§ Problem requirements: Select every line below containing the word "moped".

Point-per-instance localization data
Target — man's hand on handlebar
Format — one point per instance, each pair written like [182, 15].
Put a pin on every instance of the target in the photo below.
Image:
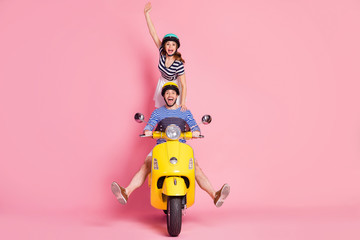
[196, 134]
[148, 133]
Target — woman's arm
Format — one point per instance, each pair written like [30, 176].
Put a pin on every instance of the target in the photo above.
[151, 27]
[183, 92]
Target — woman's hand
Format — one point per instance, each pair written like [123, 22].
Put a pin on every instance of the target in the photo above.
[147, 8]
[148, 133]
[183, 107]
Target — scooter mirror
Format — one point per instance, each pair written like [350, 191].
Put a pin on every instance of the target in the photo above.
[139, 117]
[206, 119]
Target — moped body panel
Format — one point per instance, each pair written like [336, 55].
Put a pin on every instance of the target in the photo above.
[162, 179]
[174, 186]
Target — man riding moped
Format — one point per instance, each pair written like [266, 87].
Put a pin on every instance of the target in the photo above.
[165, 116]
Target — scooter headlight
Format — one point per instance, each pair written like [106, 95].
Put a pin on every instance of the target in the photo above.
[173, 132]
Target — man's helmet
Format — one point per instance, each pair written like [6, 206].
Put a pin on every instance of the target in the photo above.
[170, 37]
[170, 85]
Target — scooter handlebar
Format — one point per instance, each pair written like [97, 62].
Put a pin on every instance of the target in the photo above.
[184, 135]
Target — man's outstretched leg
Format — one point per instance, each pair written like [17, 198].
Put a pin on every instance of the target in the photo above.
[122, 194]
[204, 183]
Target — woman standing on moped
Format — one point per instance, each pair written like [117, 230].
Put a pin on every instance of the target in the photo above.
[171, 64]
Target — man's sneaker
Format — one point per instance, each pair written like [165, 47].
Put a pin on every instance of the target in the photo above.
[221, 195]
[119, 192]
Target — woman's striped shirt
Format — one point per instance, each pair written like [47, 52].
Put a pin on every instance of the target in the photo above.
[171, 73]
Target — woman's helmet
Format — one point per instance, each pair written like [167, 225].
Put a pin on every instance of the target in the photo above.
[172, 86]
[170, 37]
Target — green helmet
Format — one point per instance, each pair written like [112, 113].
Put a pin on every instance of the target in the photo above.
[170, 37]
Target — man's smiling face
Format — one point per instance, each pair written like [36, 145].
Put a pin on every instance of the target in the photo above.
[170, 97]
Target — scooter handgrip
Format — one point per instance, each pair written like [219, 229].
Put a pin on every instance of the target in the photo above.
[143, 135]
[200, 136]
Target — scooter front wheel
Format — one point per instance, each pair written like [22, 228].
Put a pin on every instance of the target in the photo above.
[174, 215]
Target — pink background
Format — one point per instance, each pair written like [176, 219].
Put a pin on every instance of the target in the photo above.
[280, 79]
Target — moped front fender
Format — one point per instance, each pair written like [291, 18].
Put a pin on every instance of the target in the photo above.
[174, 186]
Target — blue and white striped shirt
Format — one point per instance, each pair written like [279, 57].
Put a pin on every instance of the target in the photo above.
[162, 112]
[171, 73]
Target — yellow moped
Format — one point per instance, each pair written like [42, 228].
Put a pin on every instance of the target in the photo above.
[172, 177]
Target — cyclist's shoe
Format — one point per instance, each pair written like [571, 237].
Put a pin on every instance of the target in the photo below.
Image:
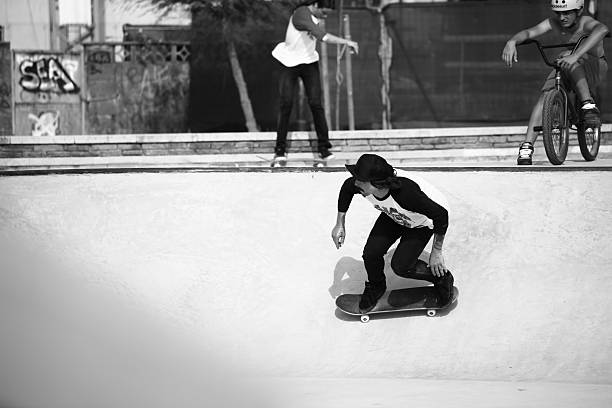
[372, 292]
[525, 153]
[444, 287]
[280, 159]
[590, 114]
[325, 154]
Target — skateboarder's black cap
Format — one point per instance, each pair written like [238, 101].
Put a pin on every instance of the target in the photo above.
[371, 167]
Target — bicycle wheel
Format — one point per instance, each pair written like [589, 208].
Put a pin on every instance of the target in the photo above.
[555, 131]
[588, 140]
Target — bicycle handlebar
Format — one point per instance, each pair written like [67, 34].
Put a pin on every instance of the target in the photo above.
[541, 48]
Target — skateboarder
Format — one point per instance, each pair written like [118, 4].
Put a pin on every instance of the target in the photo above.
[299, 59]
[411, 212]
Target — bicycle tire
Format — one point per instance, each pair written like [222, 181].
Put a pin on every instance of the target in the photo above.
[589, 139]
[555, 131]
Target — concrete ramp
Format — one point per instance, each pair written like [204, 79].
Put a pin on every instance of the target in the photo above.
[183, 280]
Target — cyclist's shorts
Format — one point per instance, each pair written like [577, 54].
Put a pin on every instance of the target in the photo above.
[595, 68]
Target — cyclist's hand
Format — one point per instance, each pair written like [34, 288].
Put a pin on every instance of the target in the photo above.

§ Result for this exercise:
Target — moped body panel
Target — man riding moped
Target — woman standing on moped
Target — moped front fender
Target — yellow moped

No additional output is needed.